==== Exercise data ====

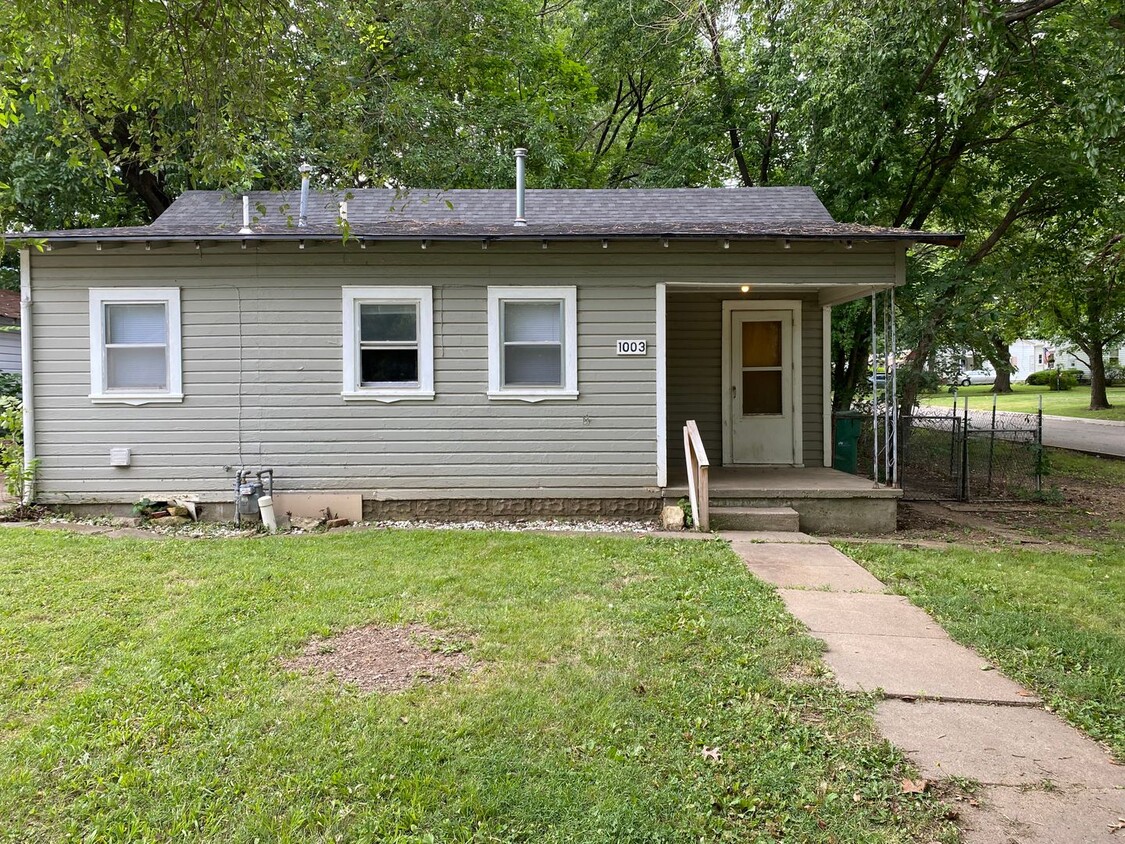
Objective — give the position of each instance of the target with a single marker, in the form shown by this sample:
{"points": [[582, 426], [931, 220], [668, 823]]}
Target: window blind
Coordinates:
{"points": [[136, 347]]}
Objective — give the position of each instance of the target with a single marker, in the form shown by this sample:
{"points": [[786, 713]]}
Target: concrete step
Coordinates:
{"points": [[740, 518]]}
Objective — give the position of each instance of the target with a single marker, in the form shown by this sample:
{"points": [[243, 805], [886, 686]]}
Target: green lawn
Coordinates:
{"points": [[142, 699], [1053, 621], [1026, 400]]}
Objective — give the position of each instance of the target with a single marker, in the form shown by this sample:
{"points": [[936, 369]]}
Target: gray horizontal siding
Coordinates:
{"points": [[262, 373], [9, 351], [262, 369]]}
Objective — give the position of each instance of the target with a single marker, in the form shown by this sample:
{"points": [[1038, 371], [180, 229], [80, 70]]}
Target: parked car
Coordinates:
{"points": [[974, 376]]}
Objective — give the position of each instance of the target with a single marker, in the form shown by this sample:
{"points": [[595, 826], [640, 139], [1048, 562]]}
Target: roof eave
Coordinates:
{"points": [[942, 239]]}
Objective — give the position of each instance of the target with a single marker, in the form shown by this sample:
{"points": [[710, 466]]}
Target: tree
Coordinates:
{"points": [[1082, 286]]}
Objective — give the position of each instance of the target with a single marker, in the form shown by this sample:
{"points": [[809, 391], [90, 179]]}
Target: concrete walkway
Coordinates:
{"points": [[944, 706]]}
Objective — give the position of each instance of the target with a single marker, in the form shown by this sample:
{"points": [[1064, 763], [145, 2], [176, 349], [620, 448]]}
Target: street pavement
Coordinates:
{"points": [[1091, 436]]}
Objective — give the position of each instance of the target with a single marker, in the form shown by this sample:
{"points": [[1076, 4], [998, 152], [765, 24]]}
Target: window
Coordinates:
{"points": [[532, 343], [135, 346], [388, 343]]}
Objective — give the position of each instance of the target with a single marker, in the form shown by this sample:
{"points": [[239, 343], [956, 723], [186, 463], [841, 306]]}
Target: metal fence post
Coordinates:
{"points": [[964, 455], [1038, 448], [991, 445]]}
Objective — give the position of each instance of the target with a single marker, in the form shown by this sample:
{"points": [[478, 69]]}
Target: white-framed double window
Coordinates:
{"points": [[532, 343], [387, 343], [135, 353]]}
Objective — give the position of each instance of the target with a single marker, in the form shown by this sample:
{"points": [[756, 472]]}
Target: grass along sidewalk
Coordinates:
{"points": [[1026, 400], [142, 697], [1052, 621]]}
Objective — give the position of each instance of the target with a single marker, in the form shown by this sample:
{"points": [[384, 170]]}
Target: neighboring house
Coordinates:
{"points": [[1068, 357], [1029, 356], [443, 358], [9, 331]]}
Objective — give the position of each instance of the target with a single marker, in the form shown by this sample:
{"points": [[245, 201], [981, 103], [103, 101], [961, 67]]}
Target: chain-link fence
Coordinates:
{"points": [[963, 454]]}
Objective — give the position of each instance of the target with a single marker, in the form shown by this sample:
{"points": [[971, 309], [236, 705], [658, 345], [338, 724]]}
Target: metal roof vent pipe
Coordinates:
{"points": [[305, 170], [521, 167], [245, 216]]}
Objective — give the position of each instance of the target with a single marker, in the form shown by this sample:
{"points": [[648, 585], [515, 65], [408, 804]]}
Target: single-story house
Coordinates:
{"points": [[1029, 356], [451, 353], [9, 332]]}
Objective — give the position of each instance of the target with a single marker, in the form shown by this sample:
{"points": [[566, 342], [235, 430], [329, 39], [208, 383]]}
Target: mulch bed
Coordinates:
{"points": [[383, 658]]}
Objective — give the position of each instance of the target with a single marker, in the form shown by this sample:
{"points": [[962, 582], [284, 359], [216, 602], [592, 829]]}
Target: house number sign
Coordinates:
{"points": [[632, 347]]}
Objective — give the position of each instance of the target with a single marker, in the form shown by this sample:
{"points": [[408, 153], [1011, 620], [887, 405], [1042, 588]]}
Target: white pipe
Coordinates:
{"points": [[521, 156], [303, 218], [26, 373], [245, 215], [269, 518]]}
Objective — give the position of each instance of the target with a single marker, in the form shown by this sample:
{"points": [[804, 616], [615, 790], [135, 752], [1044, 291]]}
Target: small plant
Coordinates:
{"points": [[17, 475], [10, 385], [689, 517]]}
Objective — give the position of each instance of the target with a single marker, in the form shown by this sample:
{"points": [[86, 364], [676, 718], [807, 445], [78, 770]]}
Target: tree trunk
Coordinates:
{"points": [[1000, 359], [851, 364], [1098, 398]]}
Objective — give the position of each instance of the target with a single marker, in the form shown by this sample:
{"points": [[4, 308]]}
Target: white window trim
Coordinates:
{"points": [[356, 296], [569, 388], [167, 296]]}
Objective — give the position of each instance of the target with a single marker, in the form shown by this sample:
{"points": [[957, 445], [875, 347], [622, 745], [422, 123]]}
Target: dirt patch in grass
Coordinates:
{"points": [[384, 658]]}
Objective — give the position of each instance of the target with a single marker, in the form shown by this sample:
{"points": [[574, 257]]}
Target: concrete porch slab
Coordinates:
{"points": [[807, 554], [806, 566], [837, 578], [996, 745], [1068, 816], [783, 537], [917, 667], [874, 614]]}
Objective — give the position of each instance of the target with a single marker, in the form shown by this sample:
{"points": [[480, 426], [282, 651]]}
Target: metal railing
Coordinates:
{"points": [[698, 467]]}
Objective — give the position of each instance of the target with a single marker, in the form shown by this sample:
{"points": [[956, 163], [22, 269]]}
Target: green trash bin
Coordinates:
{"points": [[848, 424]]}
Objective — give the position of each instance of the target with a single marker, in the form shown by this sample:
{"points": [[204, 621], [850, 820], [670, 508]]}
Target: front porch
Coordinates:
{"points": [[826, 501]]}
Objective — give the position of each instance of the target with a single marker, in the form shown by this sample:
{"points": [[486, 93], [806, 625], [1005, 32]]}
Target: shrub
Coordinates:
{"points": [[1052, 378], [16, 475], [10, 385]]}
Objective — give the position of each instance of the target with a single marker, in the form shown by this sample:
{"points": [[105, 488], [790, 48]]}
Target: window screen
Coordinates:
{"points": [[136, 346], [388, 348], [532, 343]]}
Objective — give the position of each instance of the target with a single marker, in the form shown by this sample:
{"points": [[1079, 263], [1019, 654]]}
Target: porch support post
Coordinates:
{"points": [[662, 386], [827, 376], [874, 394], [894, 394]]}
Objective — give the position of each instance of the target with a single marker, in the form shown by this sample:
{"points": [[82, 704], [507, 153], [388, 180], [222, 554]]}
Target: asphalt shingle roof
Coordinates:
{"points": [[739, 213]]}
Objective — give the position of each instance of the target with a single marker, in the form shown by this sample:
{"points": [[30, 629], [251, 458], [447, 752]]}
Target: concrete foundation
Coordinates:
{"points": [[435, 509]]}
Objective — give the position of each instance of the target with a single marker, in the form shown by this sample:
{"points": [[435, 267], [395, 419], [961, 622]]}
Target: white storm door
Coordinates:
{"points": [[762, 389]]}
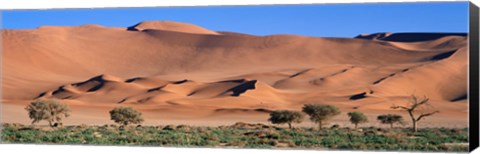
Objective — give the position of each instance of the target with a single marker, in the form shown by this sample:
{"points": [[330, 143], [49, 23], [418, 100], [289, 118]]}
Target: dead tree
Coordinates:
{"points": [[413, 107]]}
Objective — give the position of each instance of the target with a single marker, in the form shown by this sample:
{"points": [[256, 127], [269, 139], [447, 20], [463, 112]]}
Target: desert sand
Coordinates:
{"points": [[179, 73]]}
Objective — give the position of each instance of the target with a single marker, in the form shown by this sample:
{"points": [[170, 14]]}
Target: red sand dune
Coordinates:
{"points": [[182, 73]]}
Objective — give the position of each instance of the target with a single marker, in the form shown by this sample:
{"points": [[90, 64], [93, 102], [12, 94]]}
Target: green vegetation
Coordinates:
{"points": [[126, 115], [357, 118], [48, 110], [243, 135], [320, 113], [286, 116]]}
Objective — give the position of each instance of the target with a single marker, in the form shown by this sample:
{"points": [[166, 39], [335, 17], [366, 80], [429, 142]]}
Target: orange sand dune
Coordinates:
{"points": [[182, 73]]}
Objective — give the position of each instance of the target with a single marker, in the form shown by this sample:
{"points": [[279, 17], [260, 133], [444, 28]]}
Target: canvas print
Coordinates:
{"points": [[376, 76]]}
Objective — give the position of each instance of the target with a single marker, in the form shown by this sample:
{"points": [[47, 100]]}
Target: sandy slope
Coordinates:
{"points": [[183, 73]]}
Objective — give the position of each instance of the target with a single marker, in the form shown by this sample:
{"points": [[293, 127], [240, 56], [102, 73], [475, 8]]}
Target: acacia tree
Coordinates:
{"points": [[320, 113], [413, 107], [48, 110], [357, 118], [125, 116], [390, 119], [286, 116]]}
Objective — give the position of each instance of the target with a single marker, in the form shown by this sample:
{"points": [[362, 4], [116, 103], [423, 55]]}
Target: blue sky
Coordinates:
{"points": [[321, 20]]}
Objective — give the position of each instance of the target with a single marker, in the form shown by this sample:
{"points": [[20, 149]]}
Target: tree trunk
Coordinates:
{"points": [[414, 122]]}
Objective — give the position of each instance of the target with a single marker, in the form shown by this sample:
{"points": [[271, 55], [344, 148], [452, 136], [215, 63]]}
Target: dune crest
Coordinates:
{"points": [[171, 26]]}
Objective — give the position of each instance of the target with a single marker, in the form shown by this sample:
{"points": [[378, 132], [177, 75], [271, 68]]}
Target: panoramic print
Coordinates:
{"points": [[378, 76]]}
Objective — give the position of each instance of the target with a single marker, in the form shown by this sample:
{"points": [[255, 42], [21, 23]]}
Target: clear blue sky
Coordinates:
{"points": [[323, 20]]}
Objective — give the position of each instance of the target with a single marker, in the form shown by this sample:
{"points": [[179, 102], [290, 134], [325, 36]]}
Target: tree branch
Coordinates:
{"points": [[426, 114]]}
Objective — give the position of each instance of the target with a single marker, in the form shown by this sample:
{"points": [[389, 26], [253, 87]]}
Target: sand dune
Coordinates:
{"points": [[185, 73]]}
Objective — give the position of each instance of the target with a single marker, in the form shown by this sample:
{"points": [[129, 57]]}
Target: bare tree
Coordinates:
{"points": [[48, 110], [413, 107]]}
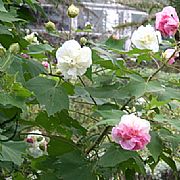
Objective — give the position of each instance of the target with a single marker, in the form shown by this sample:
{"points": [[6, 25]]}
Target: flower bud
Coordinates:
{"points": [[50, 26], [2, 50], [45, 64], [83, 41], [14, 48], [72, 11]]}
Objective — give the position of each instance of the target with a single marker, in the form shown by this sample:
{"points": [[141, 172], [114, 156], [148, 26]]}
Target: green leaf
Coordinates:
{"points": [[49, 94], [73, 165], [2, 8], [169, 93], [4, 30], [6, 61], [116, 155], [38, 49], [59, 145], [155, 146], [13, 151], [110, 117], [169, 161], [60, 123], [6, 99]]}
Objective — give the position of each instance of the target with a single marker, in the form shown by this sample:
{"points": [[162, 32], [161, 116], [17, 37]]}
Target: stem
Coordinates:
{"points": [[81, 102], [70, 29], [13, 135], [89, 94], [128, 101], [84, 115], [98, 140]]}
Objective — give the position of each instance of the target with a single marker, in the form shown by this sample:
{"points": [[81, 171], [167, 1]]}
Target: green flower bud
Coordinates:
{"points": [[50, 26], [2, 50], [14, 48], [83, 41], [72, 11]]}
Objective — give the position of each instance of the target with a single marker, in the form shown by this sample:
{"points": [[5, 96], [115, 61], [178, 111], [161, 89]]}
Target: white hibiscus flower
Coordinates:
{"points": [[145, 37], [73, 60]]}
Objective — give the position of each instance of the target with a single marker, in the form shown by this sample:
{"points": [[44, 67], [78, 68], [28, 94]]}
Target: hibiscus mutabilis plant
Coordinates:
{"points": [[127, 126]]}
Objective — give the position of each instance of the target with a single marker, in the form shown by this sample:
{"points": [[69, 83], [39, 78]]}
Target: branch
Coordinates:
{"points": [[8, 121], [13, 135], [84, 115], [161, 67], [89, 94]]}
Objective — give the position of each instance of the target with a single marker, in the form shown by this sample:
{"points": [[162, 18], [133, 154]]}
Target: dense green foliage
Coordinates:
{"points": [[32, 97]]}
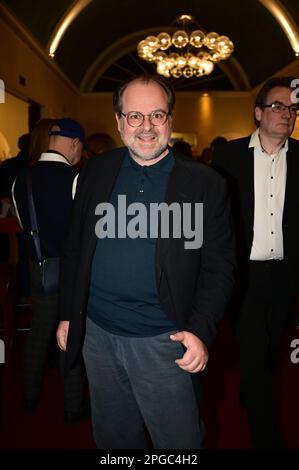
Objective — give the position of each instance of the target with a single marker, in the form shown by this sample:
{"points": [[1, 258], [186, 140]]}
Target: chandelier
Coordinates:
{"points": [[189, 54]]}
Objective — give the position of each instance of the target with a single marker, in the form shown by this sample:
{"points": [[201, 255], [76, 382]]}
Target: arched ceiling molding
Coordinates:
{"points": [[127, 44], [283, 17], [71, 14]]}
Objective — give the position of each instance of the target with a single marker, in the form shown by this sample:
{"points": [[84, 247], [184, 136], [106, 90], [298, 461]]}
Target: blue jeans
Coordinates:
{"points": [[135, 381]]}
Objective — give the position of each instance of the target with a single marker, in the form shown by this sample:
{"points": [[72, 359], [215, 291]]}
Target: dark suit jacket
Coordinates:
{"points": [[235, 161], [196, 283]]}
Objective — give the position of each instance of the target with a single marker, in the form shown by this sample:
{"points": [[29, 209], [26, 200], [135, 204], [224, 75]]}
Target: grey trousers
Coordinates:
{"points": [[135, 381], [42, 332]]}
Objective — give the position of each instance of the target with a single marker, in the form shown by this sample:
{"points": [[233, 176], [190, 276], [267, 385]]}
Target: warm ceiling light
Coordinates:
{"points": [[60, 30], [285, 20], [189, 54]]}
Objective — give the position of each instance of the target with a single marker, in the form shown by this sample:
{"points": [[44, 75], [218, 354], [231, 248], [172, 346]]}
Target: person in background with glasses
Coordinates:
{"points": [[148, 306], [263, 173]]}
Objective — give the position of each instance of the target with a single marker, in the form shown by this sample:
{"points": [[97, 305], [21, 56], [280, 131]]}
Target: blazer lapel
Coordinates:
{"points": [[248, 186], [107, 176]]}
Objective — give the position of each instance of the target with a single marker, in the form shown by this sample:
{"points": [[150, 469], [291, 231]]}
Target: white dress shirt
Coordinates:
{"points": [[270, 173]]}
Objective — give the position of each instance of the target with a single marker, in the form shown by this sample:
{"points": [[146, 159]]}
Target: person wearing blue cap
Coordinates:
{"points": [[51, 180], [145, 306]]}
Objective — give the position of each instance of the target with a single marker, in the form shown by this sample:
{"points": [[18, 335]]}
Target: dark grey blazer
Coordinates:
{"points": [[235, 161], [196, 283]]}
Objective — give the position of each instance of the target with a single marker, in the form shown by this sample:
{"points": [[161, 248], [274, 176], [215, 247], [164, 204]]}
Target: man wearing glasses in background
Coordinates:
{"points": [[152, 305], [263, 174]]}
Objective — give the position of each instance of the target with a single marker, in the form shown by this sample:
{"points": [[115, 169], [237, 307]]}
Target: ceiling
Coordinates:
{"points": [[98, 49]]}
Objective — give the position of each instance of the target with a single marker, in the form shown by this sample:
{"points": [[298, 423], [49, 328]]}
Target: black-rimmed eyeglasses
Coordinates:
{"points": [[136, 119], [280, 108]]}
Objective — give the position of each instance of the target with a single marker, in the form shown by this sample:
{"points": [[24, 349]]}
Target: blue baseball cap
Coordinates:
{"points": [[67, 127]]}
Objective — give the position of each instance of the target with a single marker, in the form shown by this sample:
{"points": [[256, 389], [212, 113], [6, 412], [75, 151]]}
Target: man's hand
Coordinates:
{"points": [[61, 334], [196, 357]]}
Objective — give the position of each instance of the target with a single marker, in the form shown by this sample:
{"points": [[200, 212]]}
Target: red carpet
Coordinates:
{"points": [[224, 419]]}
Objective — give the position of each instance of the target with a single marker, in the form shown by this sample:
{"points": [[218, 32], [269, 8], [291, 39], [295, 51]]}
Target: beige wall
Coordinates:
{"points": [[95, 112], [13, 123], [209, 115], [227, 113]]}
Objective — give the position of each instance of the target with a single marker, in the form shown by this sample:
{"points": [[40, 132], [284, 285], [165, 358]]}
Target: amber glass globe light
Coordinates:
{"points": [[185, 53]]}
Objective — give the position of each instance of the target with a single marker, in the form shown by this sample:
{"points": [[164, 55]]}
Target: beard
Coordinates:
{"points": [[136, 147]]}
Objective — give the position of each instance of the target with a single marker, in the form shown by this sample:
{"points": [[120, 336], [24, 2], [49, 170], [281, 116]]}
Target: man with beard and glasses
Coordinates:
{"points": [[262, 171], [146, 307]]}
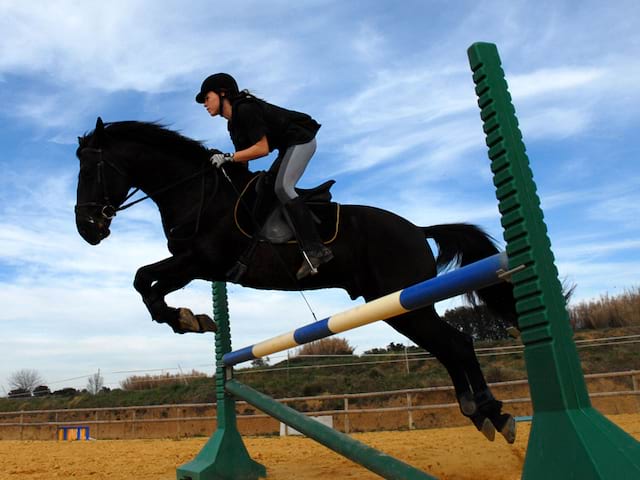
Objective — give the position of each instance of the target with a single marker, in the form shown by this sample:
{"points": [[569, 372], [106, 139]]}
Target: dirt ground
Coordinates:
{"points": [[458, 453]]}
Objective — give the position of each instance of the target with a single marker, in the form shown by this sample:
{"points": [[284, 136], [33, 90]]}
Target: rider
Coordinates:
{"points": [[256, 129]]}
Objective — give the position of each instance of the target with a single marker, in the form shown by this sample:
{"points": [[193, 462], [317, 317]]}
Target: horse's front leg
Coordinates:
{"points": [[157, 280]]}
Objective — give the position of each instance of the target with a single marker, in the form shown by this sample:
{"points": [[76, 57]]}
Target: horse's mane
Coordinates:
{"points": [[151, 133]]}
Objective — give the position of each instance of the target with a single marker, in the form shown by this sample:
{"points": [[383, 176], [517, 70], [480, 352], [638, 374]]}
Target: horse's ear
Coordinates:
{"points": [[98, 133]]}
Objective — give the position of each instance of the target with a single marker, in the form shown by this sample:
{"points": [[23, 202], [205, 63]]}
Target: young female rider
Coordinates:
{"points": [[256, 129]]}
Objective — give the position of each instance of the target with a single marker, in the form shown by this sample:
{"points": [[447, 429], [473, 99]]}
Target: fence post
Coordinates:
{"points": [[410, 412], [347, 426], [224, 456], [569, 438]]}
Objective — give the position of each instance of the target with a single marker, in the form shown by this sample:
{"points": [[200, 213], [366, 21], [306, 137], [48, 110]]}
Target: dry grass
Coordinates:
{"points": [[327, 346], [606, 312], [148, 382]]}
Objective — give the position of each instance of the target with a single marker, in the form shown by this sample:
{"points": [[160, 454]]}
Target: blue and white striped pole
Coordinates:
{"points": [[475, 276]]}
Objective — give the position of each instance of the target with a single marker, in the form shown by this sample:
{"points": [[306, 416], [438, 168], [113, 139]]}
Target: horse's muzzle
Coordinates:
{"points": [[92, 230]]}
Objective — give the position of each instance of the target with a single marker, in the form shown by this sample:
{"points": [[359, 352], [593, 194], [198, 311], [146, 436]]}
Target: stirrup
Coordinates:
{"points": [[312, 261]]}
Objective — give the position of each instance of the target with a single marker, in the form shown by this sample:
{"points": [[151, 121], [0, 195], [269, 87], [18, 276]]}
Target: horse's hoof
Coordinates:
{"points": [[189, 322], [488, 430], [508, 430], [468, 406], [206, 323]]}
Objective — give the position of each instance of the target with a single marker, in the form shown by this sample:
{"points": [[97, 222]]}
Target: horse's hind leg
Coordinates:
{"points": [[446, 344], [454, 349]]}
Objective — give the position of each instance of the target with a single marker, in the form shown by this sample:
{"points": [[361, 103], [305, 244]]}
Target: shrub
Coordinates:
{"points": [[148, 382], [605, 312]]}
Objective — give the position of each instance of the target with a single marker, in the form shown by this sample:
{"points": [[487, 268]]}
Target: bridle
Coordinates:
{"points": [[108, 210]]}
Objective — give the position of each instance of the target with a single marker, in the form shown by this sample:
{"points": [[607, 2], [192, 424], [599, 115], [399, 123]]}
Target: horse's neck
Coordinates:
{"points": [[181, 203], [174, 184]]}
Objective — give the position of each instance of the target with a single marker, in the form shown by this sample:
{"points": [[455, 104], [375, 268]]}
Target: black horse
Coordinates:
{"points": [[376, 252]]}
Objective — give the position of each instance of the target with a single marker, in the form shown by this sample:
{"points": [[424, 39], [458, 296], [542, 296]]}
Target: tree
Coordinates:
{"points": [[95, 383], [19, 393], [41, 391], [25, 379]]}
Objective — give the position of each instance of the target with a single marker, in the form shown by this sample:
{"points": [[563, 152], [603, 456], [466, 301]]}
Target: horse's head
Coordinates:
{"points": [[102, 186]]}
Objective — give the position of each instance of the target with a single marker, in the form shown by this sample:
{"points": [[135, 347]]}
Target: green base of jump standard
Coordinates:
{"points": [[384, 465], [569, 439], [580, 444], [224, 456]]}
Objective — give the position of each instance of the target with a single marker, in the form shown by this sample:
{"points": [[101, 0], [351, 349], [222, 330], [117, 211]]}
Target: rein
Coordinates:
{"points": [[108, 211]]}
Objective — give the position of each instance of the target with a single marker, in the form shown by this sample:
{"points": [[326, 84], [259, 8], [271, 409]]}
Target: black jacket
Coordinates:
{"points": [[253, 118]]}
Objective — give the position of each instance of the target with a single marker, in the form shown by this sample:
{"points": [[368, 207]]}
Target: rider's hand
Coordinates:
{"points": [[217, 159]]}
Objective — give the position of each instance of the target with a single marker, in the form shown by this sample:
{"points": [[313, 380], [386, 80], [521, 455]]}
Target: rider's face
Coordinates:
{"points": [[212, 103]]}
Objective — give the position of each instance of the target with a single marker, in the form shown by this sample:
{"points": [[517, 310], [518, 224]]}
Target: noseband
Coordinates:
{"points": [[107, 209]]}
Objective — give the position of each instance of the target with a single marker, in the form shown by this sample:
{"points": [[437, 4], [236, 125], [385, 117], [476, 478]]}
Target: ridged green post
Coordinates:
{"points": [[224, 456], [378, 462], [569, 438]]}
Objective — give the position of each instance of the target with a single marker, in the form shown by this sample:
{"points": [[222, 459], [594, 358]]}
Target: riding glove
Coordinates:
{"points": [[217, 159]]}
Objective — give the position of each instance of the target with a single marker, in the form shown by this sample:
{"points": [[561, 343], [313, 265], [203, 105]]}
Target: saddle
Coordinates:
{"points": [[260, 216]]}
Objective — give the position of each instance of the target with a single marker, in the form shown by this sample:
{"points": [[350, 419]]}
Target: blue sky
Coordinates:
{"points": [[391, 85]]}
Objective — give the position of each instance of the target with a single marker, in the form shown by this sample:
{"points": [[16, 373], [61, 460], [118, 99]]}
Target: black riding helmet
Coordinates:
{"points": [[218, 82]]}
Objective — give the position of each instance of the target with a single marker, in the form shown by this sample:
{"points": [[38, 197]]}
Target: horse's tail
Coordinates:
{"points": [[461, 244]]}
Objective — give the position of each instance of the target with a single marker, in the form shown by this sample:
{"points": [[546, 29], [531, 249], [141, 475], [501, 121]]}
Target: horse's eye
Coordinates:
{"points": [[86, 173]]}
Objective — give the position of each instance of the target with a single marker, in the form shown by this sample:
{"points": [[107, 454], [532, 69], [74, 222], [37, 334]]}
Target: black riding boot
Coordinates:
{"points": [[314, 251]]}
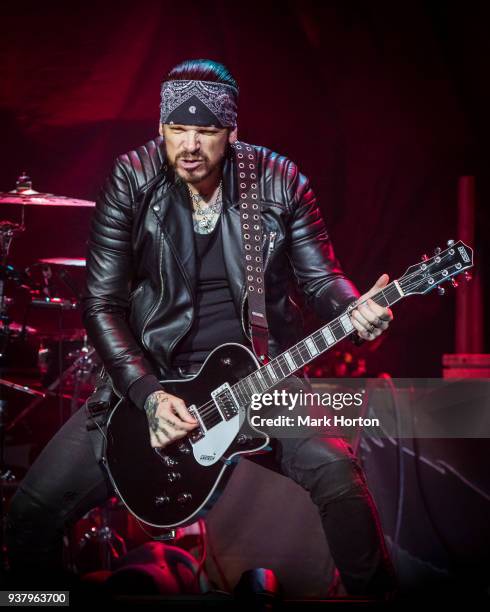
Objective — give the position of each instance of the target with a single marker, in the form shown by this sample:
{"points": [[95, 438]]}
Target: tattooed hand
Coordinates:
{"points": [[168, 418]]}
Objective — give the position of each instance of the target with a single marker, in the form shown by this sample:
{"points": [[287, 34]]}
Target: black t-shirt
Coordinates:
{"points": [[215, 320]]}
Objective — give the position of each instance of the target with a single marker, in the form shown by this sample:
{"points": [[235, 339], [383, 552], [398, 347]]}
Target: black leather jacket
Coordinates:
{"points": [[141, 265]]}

====

What to produce:
Among the lines of the records, copy out each one that contains the word "front".

Task response:
Target: front porch
Target: horse's front leg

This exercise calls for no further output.